[START Page extract]

It is an important object of the invention to provide an opening structure which meets these requirements in an advantageous manner and to render possible the production of the opening structure in a simple and inexpensive manner without waste of material.
In the opening structure according to the invention, the cover foil and an additional inner foil which constitutes an important element of the invention, may be made from a material different from that of the panel of the packaging container. It has been found that it is sufficient that the inner foil is capable of being inseparably united with the panel. Thus, in other words, the careful selection of the panel material need not be taken into consideration. This freedom of choice is important, because it permits the cover foil and the inner foil to be made of a material that is very thin and yet has sufficient strength and characteristics which meet other requirements of an opening structure. These requirements may be different from the requirements that the panels of the packaging containers have to meet.
The method according to the invention permits a simple and economic production of the opening structure without requiring extra panel material or generating scrap material. The only additional material required is the material from which the cover foil and the inner foil are made. Preferably, the cover foil and the inner foil are formed from a single foil strip which can advantageously be supplied from a continuous web, the width of which is equal to the length or the width of the foil strip, the foil strip being cut off from the web in the course of the production of the opening structure.
The above and other objects and advantages of the present invention will become apparent upon reading the following specification and referring to the accompanying drawing which forms part of this disclosure.
The invention consists in the features of construction, combinations of elements and steps, and arrangements of parts, which will be exemplified in the construction hereinafter described, and of which the scope will be indicated by the appended claims.
FIG. 1 is a perspective view of the top portion of a packaging container showing the top panel of the container and an opening structure according to the invention provided in the top panel, the opening structure being shown in an opened position;
FIG. 2 is a plan view of the packaging container of FIG. 1, the opening structure being shown in unopened or reclosed position;
FIG. 3 is a cross-sectional view on line III--III of FIG. 2;
FIG. 4 is a cross-sectional view similar to FIG. 3 but showing the opening structure in an opened position;
FIG. 5 is a plan view illustrating the first step of the production of the opening structure; and
FIG. 6 is a view similar to FIG. 5 and showing the next step of the production.
In the cross-sectional views of FIGS. 3 and 4 the thickness dimensions are heavily exaggerated in the interest of clarity.
The packaging container 10 shown in FIGS. 1 to 4 is in the shape of a parallelepiped and is intended for a liquid product. The top panel 11 of the container is flat and incorporates an opening structure 12 constructed and produced in accordance with the invention. FIG. 1 shows the opening structure in an opened position. By means of this opening structure; a pour opening 13 can be provided which permits an unobstructed pouring of the liquid product. Initially, the opening structure 12 is hermetically closed or sealed, as shown in FIG. 2. After the initial opening thereof, the opening structure may be reclosed so as to prevent splashing or contamination of the product through the pour opening. Naturally, the reclosing does not result in a hermetic seal, but as will become apparent from the ensuing description, the opening structure can be reclosed fairly tightly.

[END Page extract]
[START Material supplied]

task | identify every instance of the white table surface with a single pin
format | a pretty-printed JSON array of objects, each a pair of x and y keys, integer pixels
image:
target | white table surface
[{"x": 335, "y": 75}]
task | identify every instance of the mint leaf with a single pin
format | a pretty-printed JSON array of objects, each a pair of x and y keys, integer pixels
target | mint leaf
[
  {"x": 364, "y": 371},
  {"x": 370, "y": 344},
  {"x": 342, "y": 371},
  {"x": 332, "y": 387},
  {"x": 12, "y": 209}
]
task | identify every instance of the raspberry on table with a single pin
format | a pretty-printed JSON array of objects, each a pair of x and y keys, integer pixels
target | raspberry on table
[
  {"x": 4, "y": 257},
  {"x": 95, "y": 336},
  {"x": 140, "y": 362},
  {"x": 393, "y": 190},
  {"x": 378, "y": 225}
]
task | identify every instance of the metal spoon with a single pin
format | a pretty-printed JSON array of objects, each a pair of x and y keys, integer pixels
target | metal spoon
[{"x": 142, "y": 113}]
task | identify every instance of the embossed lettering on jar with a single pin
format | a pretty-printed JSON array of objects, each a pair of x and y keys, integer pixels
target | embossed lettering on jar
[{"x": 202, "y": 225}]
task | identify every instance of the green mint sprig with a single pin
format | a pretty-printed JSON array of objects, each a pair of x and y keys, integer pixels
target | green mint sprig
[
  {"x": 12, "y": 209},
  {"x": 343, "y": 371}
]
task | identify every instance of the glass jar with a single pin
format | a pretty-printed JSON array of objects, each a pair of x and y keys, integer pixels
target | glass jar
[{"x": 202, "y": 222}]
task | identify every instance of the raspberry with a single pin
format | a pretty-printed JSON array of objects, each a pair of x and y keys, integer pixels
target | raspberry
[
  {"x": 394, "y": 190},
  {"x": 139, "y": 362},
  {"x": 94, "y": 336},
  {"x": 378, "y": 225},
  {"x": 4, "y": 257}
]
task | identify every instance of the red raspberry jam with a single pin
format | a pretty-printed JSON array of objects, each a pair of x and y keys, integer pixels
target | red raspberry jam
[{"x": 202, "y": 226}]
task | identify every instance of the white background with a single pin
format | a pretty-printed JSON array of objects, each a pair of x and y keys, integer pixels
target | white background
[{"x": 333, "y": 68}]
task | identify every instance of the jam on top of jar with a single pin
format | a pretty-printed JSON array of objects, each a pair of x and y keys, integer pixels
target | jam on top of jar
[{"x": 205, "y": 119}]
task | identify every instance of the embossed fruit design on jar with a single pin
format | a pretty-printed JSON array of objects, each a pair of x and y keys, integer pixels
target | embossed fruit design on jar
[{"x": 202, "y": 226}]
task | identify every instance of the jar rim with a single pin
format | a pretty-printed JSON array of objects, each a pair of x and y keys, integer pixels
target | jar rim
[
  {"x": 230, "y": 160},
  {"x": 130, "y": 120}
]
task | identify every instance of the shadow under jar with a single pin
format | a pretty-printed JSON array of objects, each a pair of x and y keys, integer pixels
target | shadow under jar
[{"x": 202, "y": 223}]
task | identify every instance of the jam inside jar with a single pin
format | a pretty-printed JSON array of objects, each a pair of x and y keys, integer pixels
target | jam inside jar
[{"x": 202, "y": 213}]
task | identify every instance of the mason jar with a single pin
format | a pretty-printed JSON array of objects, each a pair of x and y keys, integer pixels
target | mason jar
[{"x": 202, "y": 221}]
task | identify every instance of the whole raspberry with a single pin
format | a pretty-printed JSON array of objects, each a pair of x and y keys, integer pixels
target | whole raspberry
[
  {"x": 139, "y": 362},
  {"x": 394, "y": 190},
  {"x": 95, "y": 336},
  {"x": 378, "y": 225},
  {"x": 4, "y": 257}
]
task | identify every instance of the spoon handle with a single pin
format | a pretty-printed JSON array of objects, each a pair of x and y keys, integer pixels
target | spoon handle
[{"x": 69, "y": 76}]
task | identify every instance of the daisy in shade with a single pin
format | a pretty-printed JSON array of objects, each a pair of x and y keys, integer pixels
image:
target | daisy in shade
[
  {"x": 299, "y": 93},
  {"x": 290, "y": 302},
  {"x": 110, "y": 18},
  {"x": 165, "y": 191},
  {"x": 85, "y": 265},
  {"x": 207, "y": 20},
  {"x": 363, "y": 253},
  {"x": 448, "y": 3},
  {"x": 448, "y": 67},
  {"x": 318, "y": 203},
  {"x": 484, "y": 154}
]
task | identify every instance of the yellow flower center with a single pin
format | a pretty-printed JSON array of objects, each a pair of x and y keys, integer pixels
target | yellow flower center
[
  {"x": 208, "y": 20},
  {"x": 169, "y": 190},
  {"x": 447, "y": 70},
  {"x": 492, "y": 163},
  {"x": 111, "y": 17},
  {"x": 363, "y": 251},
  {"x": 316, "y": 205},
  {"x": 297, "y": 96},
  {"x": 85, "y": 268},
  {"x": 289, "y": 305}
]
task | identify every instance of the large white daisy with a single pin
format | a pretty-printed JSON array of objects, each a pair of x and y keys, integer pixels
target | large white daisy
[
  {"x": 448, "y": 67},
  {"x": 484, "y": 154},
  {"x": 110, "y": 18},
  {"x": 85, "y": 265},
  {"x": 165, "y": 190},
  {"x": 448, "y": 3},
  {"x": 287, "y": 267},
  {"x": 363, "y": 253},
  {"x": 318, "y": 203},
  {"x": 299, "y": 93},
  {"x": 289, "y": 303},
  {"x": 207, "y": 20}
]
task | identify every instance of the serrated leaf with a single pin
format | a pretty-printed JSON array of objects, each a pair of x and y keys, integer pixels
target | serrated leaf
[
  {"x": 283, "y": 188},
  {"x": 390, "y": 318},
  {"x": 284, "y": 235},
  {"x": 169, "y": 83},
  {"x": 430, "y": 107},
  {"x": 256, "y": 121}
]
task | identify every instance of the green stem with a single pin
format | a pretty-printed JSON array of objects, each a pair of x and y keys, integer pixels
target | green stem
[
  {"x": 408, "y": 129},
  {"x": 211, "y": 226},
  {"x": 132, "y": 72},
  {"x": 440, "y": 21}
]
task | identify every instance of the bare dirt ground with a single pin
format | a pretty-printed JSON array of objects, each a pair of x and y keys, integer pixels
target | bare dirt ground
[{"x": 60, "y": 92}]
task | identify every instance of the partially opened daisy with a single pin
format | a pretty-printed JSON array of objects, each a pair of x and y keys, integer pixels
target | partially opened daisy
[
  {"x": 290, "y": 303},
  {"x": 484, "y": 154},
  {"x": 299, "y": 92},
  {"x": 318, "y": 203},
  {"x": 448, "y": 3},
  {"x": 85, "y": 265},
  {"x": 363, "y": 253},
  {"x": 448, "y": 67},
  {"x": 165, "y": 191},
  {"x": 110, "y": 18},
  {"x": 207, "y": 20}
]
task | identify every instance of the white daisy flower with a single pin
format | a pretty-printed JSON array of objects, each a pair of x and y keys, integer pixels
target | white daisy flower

[END Material supplied]

» Problems to work on
A - According to the patent extract, what is the only additional material the method requires?
B - Quote the patent extract word for word, beginning at the words "The method according" and stopping after the words "of this disclosure.".

» Solutions in order
A - The material from which the cover foil and the inner foil are made.

B -
The method according to the invention permits a simple and economic production of the opening structure without requiring extra panel material or generating scrap material. The only additional material required is the material from which the cover foil and the inner foil are made. Preferably, the cover foil and the inner foil are formed from a single foil strip which can advantageously be supplied from a continuous web, the width of which is equal to the length or the width of the foil strip, the foil strip being cut off from the web in the course of the production of the opening structure.
The above and other objects and advantages of the present invention will become apparent upon reading the following specification and referring to the accompanying drawing which forms part of this disclosure.